Region outline records:

────────────────────────────────────────

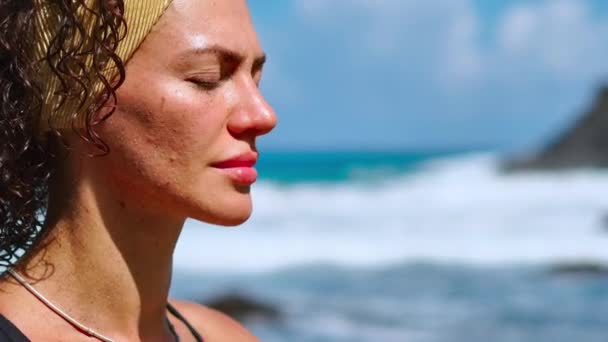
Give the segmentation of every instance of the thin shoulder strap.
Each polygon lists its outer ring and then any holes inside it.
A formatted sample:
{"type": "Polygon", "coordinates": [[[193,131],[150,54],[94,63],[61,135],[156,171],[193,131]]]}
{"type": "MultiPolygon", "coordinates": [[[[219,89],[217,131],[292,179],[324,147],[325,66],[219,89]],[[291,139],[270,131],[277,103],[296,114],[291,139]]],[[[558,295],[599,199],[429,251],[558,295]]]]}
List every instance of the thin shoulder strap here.
{"type": "Polygon", "coordinates": [[[194,336],[194,339],[196,340],[196,342],[205,341],[205,340],[203,340],[203,337],[198,333],[198,331],[196,331],[196,329],[194,329],[192,324],[190,324],[188,322],[188,320],[186,320],[186,318],[184,316],[182,316],[182,314],[180,314],[179,311],[177,311],[177,309],[175,307],[173,307],[173,305],[167,303],[167,310],[169,310],[169,312],[173,316],[175,316],[175,318],[177,318],[179,321],[181,321],[182,323],[184,323],[186,325],[188,330],[190,330],[190,333],[192,334],[192,336],[194,336]]]}
{"type": "Polygon", "coordinates": [[[0,314],[0,342],[30,342],[6,317],[0,314]]]}

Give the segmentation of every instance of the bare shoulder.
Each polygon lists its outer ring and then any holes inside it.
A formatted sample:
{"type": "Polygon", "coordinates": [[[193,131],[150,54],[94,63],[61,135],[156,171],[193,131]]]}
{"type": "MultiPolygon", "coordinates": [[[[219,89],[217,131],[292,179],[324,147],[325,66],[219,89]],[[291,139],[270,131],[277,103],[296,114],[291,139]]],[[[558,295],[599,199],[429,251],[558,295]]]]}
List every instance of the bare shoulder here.
{"type": "Polygon", "coordinates": [[[206,342],[259,342],[239,322],[220,311],[193,302],[169,302],[203,335],[206,342]]]}

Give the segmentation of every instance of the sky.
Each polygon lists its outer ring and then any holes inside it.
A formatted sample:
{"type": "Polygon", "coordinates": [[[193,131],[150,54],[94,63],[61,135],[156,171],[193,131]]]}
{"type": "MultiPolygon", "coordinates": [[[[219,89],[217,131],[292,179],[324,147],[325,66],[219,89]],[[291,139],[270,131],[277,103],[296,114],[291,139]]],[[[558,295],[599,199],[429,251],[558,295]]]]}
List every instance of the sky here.
{"type": "Polygon", "coordinates": [[[608,85],[606,0],[249,0],[272,150],[537,148],[608,85]]]}

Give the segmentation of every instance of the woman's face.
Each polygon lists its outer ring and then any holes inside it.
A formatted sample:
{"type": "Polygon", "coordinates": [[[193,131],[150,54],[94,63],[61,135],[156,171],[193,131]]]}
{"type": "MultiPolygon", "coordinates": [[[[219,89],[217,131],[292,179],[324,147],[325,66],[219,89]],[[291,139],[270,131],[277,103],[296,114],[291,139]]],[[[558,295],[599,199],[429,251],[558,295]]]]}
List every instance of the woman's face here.
{"type": "Polygon", "coordinates": [[[174,0],[126,65],[96,172],[123,205],[244,222],[256,138],[276,125],[263,63],[245,0],[174,0]]]}

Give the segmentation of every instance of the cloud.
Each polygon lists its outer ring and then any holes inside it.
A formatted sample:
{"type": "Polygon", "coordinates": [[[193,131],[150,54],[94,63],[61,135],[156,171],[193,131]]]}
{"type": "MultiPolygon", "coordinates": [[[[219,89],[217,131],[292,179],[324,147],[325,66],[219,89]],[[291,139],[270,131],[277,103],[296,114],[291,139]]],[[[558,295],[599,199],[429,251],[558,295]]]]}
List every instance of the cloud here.
{"type": "Polygon", "coordinates": [[[608,63],[608,24],[594,18],[589,2],[552,0],[510,8],[498,23],[497,60],[588,79],[608,63]]]}
{"type": "Polygon", "coordinates": [[[547,137],[608,76],[608,20],[592,1],[510,0],[488,13],[478,0],[292,0],[264,28],[280,65],[266,85],[283,114],[277,145],[547,137]]]}

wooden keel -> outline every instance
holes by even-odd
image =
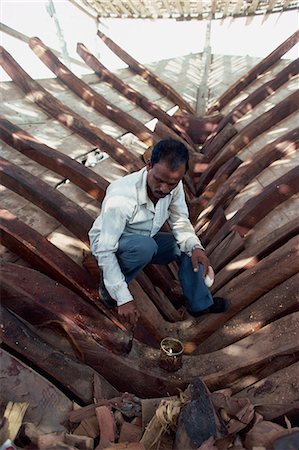
[[[48,147],[4,117],[0,117],[0,132],[1,140],[23,155],[69,179],[96,200],[103,200],[109,183],[96,172]]]
[[[0,173],[4,186],[50,214],[87,246],[89,245],[88,231],[93,218],[83,208],[57,189],[4,158],[0,158]]]
[[[172,137],[175,139],[180,136],[187,142],[189,149],[194,151],[192,139],[186,134],[184,128],[180,126],[175,117],[167,114],[158,105],[151,102],[147,97],[110,72],[82,43],[77,44],[77,53],[86,64],[95,71],[101,80],[109,83],[128,100],[132,101],[135,105],[140,106],[140,108],[164,124],[164,127],[156,126],[155,128],[155,133],[160,136],[160,138],[164,139],[165,137]]]
[[[129,68],[144,78],[148,83],[154,86],[158,91],[160,91],[165,97],[173,101],[182,110],[194,114],[195,111],[191,106],[167,83],[162,81],[157,75],[151,72],[149,69],[144,67],[138,61],[136,61],[127,52],[121,49],[115,42],[112,41],[108,36],[106,36],[102,31],[98,30],[97,35],[102,39],[102,41],[110,48],[119,58],[121,58]]]
[[[49,94],[49,92],[21,68],[3,47],[0,47],[0,60],[3,69],[17,86],[25,92],[27,98],[36,103],[47,114],[73,130],[83,139],[107,152],[108,155],[124,166],[129,172],[140,169],[143,166],[142,161],[130,153],[117,140],[108,136],[94,124],[88,122],[57,100],[53,95]]]
[[[227,91],[222,94],[218,100],[210,106],[208,114],[214,111],[220,111],[227,105],[234,97],[236,97],[245,87],[251,84],[258,78],[259,75],[266,72],[273,66],[286,52],[288,52],[299,40],[299,31],[296,31],[281,45],[273,50],[266,58],[254,66],[247,74],[242,75],[234,84],[232,84]]]
[[[130,131],[148,146],[152,146],[159,138],[143,123],[117,106],[108,102],[105,97],[97,93],[88,84],[74,75],[57,56],[37,37],[29,40],[29,46],[41,61],[61,80],[71,91],[75,92],[88,105],[108,117],[120,127]]]

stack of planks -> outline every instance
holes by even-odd
[[[138,113],[107,101],[38,38],[30,47],[57,77],[44,83],[48,89],[1,49],[2,67],[24,93],[18,100],[21,117],[4,107],[0,118],[6,156],[1,158],[5,349],[85,404],[91,398],[82,398],[78,383],[91,371],[140,398],[176,394],[200,377],[211,391],[229,388],[233,395],[249,396],[269,420],[295,417],[299,64],[282,56],[298,42],[299,32],[232,84],[202,118],[170,83],[98,34],[144,86],[152,86],[149,92],[159,91],[164,104],[178,112],[167,114],[83,44],[78,53],[95,71],[93,80],[117,90]],[[79,96],[71,97],[73,108],[60,94],[63,84]],[[29,115],[46,127],[31,131],[22,120]],[[114,136],[107,133],[111,122]],[[43,140],[46,128],[57,148]],[[121,139],[127,133],[130,148]],[[130,285],[140,311],[132,336],[101,304],[96,267],[88,257],[84,264],[83,253],[88,255],[87,233],[109,182],[142,167],[144,152],[166,136],[183,140],[190,151],[185,179],[190,215],[216,273],[212,292],[228,297],[231,308],[219,317],[190,317],[178,293],[176,266],[149,266]],[[109,155],[99,167],[76,160],[95,148]],[[166,336],[179,338],[185,347],[183,367],[173,374],[157,363]]]

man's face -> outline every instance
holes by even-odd
[[[147,188],[151,199],[159,200],[166,197],[183,179],[186,166],[182,164],[178,169],[171,170],[166,162],[160,161],[154,166],[147,165]]]

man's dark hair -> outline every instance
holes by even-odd
[[[151,154],[151,164],[154,166],[158,162],[165,162],[170,170],[177,170],[182,164],[189,169],[189,153],[187,147],[175,139],[163,139],[153,148]]]

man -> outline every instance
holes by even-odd
[[[177,261],[190,314],[228,308],[227,300],[213,300],[204,282],[209,260],[190,223],[182,183],[188,164],[184,144],[158,142],[147,167],[110,184],[89,232],[91,252],[103,273],[100,297],[131,326],[139,314],[128,283],[147,264]],[[160,231],[166,221],[171,233]]]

────────────────────────────────────────

Directions for this task: Edit the records from their start through the line containing "List every instance of the thin", inclusive, replacing "outer ring" with "exterior ring" and keeping everything else unchanged. Give back only those lines, without the pictures.

Answer to the exercise:
Give the segmentation of every instance of the thin shoulder strap.
Each polygon lists its exterior ring and then any holes inside it.
A formatted sample:
{"type": "Polygon", "coordinates": [[[193,131],[150,54],[94,63],[61,135],[156,171],[193,131]]]}
{"type": "MultiPolygon", "coordinates": [[[[219,89],[217,131],[292,179],[324,147],[325,66],[219,89]],[[291,139],[270,131],[277,103],[296,114],[291,139]]],[[[558,295],[599,199],[429,251],[558,295]]]]}
List every instance of the thin shoulder strap here.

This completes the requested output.